> Поставленная задача: Что, согласно отрывку о музыке к фильму «Первороссияне», режиссеры потребовали от музыки?

Модель фильма может формироваться на уровне внутреннего мира человека, и это будут одни средства; если она определяется внешними обстоятельствами, то и средства будут совсем иными. В «Первороссиянах» же воплощалось даже не то, что думают и чувствуют люди, о которых рассказывает экран, а то, что думает и чувствует по поводу происходящего режиссер-постановщик.
От музыки режиссеры потребовали следующее: она должна быть простой, народной, архаичной, походить на Баха и при всем этом быть шлягером.
Вообще говоря, трудно определить, как находится общее, единое решение фильма, — здесь есть некий магический момент, и только благодаря импульсам, идущим с экрана, начинаешь чувствовать, какая музыка тут может быть и как ее надо выстраивать. Решающее слово — за интуицией.

> Исходные данные:
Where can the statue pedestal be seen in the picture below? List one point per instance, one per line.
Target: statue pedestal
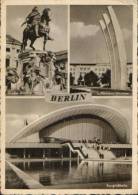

> Решение задачи: Чтобы она была простой, народной, архаичной, походила на Баха и при этом была шлягером.